* **УСЛОВИЯ ЗАДАНИЙ**:
(a) Перепишите текст о Харатьяне целиком, ничего в нем не меняя.
(b) Оформите как JSON-список строк строки данных начиная со строки, где есть «Each instance of the bokeh», и до конца строк данных включительно: каждой строке соответствует один элемент списка, пустые строки пропустите. Картинки в ответ не включайте.

* **ИСХОДНЫЙ ТЕКСТ**:
________

Жизнь брызжет снопами разноцветных искр с живых проводов одарённости…
Харатьян играл Володю в «Зелёном фургоне» - играл истово и нежно, будто самого себя, почти мальчишку, захлёбывающегося жизнью, растворяясь в своём алтер эго: Володе, попавшем в революционную мясорубку Одессы…
Восторг и смак жизни передавались зрителю, заражали…
Похоже и в Гардемаринах: раствор жизни точно ощущался артистом на уровне таинственной субстанции, созданной смешением всего: страсти и нежности, трагедии и провалов во тьму, поражения, которое должно убить, и – нет! – поворот – блеснёт золото победы.
Шпаги звенят.
Кони мчат.

________

* **СТРОКИ ДАННЫХ**:
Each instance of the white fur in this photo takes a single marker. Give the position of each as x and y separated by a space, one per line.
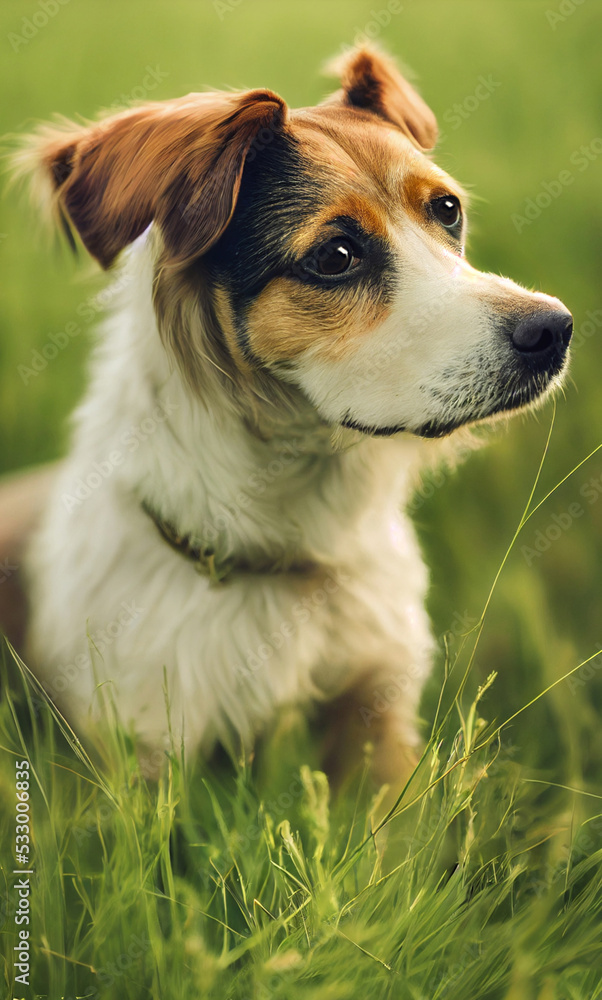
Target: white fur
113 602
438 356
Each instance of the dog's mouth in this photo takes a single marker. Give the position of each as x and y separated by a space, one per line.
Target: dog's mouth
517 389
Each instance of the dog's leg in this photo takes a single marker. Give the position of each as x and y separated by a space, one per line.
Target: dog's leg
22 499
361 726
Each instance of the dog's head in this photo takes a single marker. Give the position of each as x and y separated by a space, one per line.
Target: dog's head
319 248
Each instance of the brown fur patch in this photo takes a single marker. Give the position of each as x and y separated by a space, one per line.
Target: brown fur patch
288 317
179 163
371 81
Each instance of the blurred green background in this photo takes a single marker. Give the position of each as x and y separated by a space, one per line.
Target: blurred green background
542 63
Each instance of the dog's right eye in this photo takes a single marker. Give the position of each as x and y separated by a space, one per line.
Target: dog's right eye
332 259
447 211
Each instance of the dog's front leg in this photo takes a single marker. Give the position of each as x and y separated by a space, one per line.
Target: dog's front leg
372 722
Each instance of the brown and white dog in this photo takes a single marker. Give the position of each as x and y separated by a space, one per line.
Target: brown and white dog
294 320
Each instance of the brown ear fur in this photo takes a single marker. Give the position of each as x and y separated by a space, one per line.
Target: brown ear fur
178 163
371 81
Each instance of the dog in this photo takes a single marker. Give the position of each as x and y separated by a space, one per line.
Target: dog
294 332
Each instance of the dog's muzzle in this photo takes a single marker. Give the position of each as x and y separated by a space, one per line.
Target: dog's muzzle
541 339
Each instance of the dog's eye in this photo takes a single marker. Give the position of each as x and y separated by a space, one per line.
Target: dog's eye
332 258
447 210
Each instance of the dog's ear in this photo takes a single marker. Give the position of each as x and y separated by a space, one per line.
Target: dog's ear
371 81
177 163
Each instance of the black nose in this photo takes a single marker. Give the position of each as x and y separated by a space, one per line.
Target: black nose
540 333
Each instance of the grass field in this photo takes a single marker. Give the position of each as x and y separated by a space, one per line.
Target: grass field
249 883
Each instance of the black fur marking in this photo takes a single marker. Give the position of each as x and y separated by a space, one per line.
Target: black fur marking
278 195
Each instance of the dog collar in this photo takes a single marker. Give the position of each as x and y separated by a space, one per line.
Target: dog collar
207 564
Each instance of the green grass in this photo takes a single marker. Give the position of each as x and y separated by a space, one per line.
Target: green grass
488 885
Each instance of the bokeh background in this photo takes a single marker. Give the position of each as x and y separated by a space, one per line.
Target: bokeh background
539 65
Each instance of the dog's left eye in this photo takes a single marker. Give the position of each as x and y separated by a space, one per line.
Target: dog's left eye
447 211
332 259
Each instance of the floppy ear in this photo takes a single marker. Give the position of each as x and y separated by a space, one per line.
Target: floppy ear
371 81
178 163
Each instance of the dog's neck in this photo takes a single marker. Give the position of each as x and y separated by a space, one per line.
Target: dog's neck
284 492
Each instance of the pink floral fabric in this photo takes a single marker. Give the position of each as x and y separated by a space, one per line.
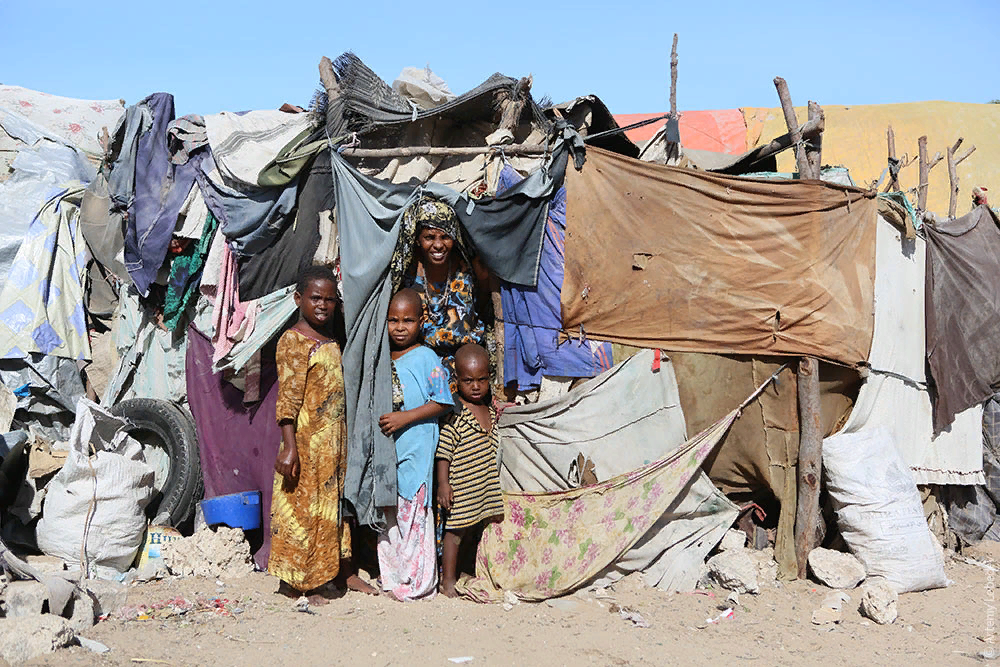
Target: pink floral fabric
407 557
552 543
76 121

________

* **ОТВЕТЫ К ЗАДАЧАМ**:
(a)
Жизнь брызжет снопами разноцветных искр с живых проводов одарённости…
Харатьян играл Володю в «Зелёном фургоне» - играл истово и нежно, будто самого себя, почти мальчишку, захлёбывающегося жизнью, растворяясь в своём алтер эго: Володе, попавшем в революционную мясорубку Одессы…
Восторг и смак жизни передавались зрителю, заражали…
Похоже и в Гардемаринах: раствор жизни точно ощущался артистом на уровне таинственной субстанции, созданной смешением всего: страсти и нежности, трагедии и провалов во тьму, поражения, которое должно убить, и – нет! – поворот – блеснёт золото победы.
Шпаги звенят.
Кони мчат.

(b)
[
  "Each instance of the bokeh background in this photo takes a single marker. Give the position of each as x and y separated by a space, one per line.",
  "Target: bokeh background",
  "539 65",
  "Each instance of the dog's left eye in this photo takes a single marker. Give the position of each as x and y separated by a space, one per line.",
  "Target: dog's left eye",
  "447 211",
  "332 259",
  "Each instance of the floppy ear in this photo takes a single marker. Give the position of each as x and y separated by a space, one per line.",
  "Target: floppy ear",
  "371 81",
  "178 163",
  "Each instance of the dog's neck in this photo takes a single marker. Give the position of each as x and y separated by a space, one per line.",
  "Target: dog's neck",
  "284 492",
  "Each instance of the pink floral fabric in this photo takes a single marker. Give the position of each as x and y separated by a space, one per line.",
  "Target: pink floral fabric",
  "407 557",
  "552 543",
  "76 121"
]